DO THIS
Recast the part of the records below that opens with the line containing "the firefighter in" and closes with the line containing "[[283, 52]]" as a two-column CSV with the columns text and answer. Give one row for each record, with each field quoted and any line breaks within it turned into spaces.

[Dataset items]
= = = =

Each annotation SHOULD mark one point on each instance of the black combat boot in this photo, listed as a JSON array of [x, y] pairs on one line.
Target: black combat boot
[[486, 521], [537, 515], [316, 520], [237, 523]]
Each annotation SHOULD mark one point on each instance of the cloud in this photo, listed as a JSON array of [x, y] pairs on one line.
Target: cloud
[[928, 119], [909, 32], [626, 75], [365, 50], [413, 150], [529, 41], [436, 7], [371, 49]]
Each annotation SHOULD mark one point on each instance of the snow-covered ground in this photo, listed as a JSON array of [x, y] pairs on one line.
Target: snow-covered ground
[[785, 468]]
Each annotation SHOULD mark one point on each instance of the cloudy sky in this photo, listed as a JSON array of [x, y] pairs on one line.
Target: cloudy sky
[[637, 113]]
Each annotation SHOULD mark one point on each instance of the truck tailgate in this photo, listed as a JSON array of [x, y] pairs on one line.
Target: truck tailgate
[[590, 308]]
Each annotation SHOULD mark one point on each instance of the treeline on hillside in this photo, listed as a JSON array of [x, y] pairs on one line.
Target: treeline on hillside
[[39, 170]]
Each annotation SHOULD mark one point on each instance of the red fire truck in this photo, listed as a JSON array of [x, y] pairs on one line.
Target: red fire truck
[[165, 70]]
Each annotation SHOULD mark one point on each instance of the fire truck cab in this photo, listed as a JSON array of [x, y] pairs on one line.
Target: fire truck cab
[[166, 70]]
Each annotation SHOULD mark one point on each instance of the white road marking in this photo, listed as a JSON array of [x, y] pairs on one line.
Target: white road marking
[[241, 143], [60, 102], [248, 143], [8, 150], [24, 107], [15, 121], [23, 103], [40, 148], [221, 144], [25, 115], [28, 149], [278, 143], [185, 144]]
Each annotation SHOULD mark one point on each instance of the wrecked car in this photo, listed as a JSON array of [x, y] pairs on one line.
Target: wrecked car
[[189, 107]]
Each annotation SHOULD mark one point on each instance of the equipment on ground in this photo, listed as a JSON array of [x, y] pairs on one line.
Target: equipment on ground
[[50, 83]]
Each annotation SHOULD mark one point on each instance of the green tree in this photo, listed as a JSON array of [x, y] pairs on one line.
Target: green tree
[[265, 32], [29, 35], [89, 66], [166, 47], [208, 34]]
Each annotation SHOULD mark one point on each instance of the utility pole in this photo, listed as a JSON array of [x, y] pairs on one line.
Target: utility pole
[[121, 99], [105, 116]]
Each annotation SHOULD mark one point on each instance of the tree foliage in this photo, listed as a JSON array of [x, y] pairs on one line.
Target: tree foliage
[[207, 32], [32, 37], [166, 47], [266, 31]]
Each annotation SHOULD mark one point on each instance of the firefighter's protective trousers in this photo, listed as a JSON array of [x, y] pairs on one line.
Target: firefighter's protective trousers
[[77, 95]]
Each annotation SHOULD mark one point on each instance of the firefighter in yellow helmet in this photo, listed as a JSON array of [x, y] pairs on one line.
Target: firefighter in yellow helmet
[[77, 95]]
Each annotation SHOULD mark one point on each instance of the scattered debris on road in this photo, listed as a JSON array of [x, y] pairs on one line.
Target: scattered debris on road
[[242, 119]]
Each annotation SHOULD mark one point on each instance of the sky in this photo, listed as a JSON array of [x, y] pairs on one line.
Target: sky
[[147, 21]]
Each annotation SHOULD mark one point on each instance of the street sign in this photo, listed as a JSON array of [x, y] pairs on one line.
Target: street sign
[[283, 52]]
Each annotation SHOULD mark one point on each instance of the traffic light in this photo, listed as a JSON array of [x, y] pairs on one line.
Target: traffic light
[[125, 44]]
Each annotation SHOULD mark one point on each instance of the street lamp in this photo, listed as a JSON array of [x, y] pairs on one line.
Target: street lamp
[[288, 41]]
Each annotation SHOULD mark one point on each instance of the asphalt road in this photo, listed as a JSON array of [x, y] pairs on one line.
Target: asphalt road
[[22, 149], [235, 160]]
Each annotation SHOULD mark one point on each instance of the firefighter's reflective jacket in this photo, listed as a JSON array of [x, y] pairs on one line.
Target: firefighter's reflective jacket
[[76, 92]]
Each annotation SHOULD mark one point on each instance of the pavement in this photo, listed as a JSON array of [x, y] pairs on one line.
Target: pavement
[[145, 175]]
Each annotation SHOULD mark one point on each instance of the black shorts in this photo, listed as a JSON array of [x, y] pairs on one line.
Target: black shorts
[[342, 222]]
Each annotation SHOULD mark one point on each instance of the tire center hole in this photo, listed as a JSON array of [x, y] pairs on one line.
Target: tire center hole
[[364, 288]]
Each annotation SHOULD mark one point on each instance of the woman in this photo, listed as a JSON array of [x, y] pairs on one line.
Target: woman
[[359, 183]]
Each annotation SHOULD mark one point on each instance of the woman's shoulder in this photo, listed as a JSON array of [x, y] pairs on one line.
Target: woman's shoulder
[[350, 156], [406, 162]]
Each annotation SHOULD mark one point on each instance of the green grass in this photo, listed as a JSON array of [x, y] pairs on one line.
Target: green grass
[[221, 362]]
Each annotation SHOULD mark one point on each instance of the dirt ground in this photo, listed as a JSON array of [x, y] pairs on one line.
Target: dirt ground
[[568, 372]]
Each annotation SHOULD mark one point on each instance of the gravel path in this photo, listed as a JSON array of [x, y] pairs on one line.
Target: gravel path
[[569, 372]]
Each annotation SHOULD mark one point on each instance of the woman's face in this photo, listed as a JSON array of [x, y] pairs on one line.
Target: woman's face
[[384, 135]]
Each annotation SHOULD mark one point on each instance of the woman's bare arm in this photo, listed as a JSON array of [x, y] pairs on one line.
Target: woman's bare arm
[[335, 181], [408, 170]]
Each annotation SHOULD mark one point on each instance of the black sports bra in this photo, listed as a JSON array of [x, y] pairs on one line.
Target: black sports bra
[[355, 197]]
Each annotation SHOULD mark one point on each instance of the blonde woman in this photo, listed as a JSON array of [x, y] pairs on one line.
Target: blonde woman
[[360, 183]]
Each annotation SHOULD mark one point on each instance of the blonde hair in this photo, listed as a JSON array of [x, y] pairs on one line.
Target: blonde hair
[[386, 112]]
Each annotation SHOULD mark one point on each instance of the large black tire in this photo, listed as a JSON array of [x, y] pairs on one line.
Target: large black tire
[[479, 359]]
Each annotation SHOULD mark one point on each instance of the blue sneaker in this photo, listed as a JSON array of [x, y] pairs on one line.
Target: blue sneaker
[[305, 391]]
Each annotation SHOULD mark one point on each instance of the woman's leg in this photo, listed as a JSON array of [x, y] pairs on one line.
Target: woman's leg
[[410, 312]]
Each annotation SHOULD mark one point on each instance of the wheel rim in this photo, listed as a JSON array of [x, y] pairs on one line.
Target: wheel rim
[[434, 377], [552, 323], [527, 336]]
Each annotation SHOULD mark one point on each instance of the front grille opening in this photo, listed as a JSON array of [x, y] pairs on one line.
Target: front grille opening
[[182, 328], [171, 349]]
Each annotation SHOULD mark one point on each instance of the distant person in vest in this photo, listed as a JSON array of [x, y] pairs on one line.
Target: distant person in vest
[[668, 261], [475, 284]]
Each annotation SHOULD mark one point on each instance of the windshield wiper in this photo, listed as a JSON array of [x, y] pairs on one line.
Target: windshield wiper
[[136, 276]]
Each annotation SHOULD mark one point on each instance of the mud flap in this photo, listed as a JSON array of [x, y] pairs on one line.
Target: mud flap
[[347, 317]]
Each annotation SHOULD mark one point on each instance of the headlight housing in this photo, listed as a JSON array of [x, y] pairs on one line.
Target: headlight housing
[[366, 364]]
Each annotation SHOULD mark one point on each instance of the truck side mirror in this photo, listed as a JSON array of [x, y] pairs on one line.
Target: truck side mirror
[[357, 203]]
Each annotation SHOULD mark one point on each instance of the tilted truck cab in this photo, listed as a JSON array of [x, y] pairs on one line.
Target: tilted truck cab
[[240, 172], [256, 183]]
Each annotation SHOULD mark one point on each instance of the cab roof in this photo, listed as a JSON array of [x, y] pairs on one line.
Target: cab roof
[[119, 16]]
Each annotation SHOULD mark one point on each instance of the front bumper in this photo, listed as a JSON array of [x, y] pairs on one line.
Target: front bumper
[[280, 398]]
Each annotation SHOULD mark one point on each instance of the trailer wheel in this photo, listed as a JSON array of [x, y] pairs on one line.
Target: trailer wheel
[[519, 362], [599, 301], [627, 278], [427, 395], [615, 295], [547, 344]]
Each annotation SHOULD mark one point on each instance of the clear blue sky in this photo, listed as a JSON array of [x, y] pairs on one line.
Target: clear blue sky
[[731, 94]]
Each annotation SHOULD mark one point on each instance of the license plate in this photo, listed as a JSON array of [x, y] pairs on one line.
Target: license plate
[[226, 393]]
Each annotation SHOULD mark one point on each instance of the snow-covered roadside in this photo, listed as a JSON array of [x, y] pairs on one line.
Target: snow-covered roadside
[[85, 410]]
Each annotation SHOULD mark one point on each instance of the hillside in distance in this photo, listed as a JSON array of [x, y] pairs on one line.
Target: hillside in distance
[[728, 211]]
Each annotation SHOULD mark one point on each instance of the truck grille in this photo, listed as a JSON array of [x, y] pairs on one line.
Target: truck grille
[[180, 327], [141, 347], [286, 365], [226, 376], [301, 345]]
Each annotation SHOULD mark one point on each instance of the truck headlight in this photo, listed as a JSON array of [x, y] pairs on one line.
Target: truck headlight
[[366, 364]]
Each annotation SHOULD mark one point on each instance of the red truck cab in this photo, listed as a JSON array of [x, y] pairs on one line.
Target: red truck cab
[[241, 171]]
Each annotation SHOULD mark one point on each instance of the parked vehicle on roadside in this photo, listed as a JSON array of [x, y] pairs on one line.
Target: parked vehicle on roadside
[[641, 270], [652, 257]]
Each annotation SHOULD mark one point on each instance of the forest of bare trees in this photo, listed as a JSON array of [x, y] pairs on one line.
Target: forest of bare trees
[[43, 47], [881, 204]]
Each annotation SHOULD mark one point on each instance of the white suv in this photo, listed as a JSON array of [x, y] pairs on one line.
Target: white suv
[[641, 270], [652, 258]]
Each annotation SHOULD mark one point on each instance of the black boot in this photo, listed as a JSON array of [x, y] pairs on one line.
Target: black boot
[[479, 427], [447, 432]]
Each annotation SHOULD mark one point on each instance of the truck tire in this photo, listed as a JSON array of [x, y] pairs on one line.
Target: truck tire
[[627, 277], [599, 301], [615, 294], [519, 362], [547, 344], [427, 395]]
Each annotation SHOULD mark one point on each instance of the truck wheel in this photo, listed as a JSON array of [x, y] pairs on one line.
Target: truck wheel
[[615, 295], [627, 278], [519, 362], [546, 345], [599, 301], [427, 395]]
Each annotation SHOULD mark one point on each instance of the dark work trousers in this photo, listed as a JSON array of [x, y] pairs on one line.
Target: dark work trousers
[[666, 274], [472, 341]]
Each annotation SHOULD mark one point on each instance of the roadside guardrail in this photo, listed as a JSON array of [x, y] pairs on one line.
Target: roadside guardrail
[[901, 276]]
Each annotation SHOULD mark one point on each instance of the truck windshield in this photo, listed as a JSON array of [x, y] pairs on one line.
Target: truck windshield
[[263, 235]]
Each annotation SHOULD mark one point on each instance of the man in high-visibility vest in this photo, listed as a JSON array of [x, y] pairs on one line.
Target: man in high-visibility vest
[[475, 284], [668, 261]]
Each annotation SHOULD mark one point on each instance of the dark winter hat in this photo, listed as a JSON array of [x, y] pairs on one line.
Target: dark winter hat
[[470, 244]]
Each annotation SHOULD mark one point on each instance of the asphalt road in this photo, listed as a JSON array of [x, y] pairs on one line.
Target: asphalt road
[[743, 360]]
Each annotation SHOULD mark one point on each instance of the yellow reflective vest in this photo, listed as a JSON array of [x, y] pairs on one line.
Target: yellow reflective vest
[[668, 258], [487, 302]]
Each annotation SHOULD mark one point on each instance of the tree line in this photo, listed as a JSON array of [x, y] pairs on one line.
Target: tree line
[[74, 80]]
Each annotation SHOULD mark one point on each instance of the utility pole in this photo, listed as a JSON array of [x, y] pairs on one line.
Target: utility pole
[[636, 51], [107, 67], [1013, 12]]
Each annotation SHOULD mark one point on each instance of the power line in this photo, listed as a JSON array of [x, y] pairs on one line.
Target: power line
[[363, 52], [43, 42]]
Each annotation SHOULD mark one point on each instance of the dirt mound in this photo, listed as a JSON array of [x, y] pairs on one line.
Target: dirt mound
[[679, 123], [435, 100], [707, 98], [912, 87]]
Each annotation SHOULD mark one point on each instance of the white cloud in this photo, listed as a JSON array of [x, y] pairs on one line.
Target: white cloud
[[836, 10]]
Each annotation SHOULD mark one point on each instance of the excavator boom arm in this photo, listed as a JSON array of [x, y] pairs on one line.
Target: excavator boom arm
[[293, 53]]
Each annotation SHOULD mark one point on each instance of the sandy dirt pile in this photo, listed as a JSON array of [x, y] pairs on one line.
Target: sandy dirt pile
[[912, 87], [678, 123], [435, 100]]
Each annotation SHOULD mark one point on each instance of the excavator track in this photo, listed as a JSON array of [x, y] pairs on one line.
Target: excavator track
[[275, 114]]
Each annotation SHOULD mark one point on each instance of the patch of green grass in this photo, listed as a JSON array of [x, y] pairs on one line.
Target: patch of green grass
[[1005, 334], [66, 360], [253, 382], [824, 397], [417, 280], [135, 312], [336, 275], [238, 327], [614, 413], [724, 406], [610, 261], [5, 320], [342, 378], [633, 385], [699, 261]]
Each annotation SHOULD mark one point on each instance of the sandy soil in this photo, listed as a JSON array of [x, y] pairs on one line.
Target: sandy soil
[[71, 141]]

= = = =

EXERCISE ANSWER
text,answer
"Each annotation SHOULD mark one point on each instance of the firefighter in yellow helmet in this photo, listed as a JSON array of [x, y] pairs on one line. Target: firefighter in yellow helmet","[[77, 95]]"
"Each annotation SHOULD mark one point on each instance of the scattered debris on road in this photo, listed as a JSON array of [x, y] pairs on one line. Target: scattered debris on road","[[242, 119]]"
"Each annotation SHOULD mark one point on each instance of the sky in this photo, listed as a JSON array of [x, y] pairs on one line. Target: sky","[[147, 21]]"
"Each annotation SHOULD mark one point on each instance of the street sign in this photo, listed as a JSON array of [x, y] pairs on one line. Target: street sign","[[283, 52]]"